**EXERCISE BRIEF**.
Please count the lines below that contain the word "Sample", and give only that number.

— BEGIN DATA SECTION —

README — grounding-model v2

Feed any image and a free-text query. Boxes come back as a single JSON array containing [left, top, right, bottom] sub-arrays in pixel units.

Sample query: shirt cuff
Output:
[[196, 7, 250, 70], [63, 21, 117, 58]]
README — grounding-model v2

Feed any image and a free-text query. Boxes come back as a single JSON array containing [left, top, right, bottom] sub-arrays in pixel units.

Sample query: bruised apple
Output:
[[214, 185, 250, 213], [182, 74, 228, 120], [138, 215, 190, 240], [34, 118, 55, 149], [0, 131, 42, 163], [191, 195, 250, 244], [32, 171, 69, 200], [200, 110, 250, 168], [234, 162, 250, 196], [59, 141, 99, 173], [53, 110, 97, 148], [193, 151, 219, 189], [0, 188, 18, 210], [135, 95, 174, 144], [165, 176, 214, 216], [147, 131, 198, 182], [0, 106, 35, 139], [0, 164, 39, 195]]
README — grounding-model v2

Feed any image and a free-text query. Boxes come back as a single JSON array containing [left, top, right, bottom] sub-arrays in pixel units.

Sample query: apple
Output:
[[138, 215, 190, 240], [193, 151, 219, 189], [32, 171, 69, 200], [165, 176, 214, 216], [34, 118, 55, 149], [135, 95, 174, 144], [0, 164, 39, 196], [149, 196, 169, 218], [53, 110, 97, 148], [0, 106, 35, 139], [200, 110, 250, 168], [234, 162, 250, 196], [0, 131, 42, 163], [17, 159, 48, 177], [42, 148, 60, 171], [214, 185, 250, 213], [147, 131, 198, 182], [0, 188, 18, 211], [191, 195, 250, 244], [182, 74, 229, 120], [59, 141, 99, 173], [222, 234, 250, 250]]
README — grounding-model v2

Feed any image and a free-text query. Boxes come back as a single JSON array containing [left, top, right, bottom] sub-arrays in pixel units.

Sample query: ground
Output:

— END DATA SECTION —

**COMPLETE ANSWER**.
4